Stored items from a collection
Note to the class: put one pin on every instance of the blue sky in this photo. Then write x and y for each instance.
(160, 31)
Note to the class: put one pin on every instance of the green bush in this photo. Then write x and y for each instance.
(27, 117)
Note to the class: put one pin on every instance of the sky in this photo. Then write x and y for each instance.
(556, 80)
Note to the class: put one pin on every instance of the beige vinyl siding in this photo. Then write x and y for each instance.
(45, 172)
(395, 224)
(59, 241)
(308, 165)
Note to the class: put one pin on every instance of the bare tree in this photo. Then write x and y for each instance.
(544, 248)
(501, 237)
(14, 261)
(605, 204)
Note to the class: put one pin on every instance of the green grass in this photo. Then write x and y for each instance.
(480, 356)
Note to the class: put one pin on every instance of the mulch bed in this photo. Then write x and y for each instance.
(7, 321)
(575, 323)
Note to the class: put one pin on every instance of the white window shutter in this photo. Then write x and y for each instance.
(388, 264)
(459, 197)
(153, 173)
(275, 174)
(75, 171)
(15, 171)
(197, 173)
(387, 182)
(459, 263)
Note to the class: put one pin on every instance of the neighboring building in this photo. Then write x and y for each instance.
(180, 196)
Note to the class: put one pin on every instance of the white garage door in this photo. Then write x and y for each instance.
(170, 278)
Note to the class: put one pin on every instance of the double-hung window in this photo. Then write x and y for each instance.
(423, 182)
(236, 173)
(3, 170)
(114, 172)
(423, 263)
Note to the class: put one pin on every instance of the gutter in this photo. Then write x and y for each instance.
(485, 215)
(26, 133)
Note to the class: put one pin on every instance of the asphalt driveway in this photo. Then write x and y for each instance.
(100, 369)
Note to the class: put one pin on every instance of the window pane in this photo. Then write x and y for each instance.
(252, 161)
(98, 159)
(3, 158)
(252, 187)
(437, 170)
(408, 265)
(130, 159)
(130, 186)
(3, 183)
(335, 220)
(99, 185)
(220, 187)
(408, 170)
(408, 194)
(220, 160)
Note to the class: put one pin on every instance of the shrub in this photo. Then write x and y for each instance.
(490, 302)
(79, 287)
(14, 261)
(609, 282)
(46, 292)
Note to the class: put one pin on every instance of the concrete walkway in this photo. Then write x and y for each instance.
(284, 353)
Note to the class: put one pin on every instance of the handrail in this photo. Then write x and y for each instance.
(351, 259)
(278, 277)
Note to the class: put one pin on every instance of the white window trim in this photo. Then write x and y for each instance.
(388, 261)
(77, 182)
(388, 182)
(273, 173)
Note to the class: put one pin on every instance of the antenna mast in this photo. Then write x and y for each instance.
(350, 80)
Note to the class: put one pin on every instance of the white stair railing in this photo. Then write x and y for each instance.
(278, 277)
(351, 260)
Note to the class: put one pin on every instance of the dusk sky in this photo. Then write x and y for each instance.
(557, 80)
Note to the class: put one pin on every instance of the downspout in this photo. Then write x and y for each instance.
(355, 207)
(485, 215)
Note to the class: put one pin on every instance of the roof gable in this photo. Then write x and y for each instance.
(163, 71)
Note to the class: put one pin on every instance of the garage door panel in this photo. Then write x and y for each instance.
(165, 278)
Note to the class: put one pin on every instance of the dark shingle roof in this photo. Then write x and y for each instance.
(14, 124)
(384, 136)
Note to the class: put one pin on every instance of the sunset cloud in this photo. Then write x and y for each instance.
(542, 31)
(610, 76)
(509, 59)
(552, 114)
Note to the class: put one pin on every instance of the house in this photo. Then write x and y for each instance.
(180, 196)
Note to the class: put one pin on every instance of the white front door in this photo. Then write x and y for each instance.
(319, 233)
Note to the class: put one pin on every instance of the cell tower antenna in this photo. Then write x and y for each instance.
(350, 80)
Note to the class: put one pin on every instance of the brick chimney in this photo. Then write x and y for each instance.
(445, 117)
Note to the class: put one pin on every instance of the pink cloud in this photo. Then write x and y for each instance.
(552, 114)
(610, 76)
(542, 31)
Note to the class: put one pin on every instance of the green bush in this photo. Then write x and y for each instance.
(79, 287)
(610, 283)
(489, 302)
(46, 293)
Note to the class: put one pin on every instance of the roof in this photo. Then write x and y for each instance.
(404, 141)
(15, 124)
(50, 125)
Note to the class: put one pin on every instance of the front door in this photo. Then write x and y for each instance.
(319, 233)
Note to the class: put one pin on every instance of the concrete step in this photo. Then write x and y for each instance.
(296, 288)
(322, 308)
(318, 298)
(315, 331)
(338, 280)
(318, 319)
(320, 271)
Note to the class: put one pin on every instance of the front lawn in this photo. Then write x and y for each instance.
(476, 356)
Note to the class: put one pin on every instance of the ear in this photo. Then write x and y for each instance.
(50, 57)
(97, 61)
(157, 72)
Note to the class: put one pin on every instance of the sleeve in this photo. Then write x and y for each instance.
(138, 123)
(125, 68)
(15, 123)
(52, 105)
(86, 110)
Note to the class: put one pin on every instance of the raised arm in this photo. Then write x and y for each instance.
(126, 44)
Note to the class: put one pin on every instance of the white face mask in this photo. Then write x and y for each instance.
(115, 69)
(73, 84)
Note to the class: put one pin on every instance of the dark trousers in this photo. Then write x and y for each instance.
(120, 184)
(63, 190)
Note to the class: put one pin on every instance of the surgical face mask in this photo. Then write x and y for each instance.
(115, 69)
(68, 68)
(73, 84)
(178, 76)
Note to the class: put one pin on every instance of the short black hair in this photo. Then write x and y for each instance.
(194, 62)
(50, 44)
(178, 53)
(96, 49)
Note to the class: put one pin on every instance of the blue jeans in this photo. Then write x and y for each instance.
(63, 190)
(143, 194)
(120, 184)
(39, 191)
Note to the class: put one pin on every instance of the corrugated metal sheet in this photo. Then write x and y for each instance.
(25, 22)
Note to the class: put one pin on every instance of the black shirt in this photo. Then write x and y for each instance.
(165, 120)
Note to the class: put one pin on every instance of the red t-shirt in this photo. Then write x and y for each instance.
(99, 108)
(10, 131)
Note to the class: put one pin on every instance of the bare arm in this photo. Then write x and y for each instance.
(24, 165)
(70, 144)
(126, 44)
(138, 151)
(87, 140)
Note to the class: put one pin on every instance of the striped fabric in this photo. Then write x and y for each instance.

# Assignment
All the entries should be output exactly as given.

# Response below
Note to the class: put one pin on every instance of the blue sky in this photo. Then write x and y for each instance.
(160, 31)
Note to the class: put one pin on every instance of the green bush in this photo. Then write x and y for each instance.
(27, 117)
Note to the class: put one pin on every instance of the sky in this photo. Then write x and y for each instance.
(556, 80)
Note to the class: put one pin on every instance of the beige vinyl siding in this photo. Then write x and y for each instance.
(45, 172)
(395, 224)
(59, 241)
(308, 165)
Note to the class: put one pin on every instance of the bare tree in this photo. Then write x and y for each instance.
(544, 248)
(501, 237)
(14, 261)
(605, 204)
Note to the class: put one pin on every instance of the green grass in this photo. Then write x and y for each instance.
(480, 356)
Note to the class: put one pin on every instance of the mulch bed in this photo. Then write x and y for each instance.
(7, 321)
(575, 323)
Note to the class: put one pin on every instance of the white window shutter in this photo. Then write x and y for each instance.
(388, 264)
(459, 197)
(153, 173)
(275, 174)
(75, 171)
(15, 171)
(197, 173)
(387, 182)
(459, 263)
Note to the class: put one pin on every instance of the neighboring building in this photo. Then write x and y for each instance.
(180, 196)
Note to the class: put one pin on every instance of the white garage door in this photo. Then write x and y for each instance.
(170, 278)
Note to the class: put one pin on every instance of the double-hung window in this photo. Then write x and y for each instance.
(423, 182)
(236, 173)
(3, 170)
(114, 172)
(423, 263)
Note to the class: put one pin on every instance of the gutter in this photo. Then write x and y for each instance.
(485, 215)
(26, 133)
Note to the class: put one pin on every instance of the asphalt driveway in this photo. Then write x and y for each instance.
(100, 369)
Note to the class: put one pin on every instance of the window pane in this photo. Then write x and y for each instance.
(252, 161)
(98, 159)
(3, 158)
(252, 187)
(437, 170)
(408, 265)
(130, 159)
(130, 186)
(3, 183)
(335, 220)
(99, 185)
(220, 187)
(408, 170)
(408, 194)
(220, 160)
Note to the class: put one pin on every instance of the shrub in this photo. Then write x and y for each instance.
(490, 302)
(79, 287)
(14, 261)
(609, 282)
(46, 292)
Note to the class: put one pin on every instance of the concrete walkway in this photo. Then write x and y for each instance.
(284, 353)
Note to the class: put one pin on every instance of the handrail in this photo. Then write x and y for each instance.
(351, 259)
(278, 277)
Note to the class: put one pin on every instance of the white window trim in this photo. Then write x and y for each instance.
(388, 261)
(77, 182)
(388, 182)
(273, 173)
Note to the class: put one pin on every instance of the antenna mast in this photo. Then write x and y for each instance.
(350, 80)
Note to the class: put one pin on every instance of the white stair railing in this photo. Then write x and y for each instance.
(278, 277)
(351, 260)
Note to the class: put one pin on every instance of the dusk sky in this photo. Then write x and y for each instance.
(557, 80)
Note to the class: put one pin on every instance of the downspout in this photo. Then write x and y for each instance.
(355, 207)
(485, 215)
Note to the class: put one pin on every instance of the roof gable in this photo. Then write x and y for each instance.
(163, 71)
Note to the class: put one pin on every instance of the garage door panel in this photo. Then write x and y for each instance.
(165, 278)
Note to the class: put one pin on every instance of the dark shingle roof in this photo. Then write x and y for each instance.
(14, 124)
(384, 136)
Note to the class: put one pin on every instance of the sunset cloud in this photo. Then write x and y for each instance.
(542, 31)
(610, 76)
(509, 59)
(552, 114)
Note to the class: put one pin on every instance of the house in this photo. Then write x and y for each instance.
(180, 196)
Note to the class: put one pin on every instance of the white front door in this photo. Then write x and y for each instance.
(319, 233)
Note to the class: put one pin on every instance of the cell tower antenna in this photo. Then write x and y for each instance.
(350, 80)
Note to the class: put one pin on every instance of the brick chimney in this photo. Then write x and y for each instance.
(445, 117)
Note to the class: put one pin on every instance of the pink cloud in this photo. Then write x and y for each instance.
(552, 114)
(610, 76)
(542, 31)
Note to the class: put one pin on every instance of the green bush in this photo. Then write x and y for each instance.
(79, 287)
(610, 283)
(489, 302)
(46, 293)
Note to the class: put one pin on every instance of the roof in this photo. Then write x and y for each instance.
(404, 141)
(15, 124)
(50, 125)
Note to the class: put one pin on every instance of the front door in this photo. Then write x and y for each instance.
(319, 233)
Note to the class: put one pin on every instance of the concrete step in this photo. Then write x and y for each instance.
(296, 288)
(322, 308)
(318, 298)
(315, 331)
(338, 280)
(318, 319)
(320, 271)
Note to the class: put one pin on every instance of the front lawn in this photo. Then write x and y for each instance.
(476, 356)
Note to the class: put one pin on every instance of the ear in this photo. Then write x and y for each instance.
(50, 57)
(97, 61)
(157, 72)
Note to the class: put one pin on every instance of the sleeve in this photo. Then write x and y for each instance.
(138, 123)
(125, 68)
(15, 123)
(52, 105)
(86, 110)
Note to the class: put one pin on every instance of the raised arm in this photo. Then write x and y for each instance.
(126, 44)
Note to the class: put one pin on every instance of the white face mask in this photo. Then write x and y for each instance.
(115, 69)
(73, 84)
Note to the class: put one pin on every instance of the dark trousers in this photo. Then write x and y for each instance.
(120, 184)
(63, 190)
Note to the class: put one pin on every instance of the surgical face mask in this photo. Then write x and y for each instance.
(115, 69)
(68, 68)
(73, 84)
(178, 76)
Note to the class: put one pin on every instance of the short black hair in this photo. Then write x and y for each instance.
(194, 62)
(50, 44)
(178, 53)
(96, 49)
Note to the class: put one pin on every instance of the blue jeans in this photo. Then write x and y for each instance.
(63, 190)
(143, 194)
(120, 184)
(39, 191)
Note to the class: put one pin on every instance of the corrugated metal sheet in this photo. Then write x and y for each instance.
(25, 22)
Note to the class: put one pin on every instance of the black shirt in this photo. Then write x and y for each instance.
(165, 120)
Note to the class: put one pin on every instance of the red t-shirt in this photo. Then write x and y for each instance.
(99, 108)
(10, 131)
Note to the class: put one pin on every instance of the bare arm in this photo. Then write x and y for each instance.
(24, 165)
(70, 144)
(126, 44)
(138, 151)
(87, 140)
Note to the class: put one pin on every instance of the striped fabric in this photo. Then write x and y for each instance.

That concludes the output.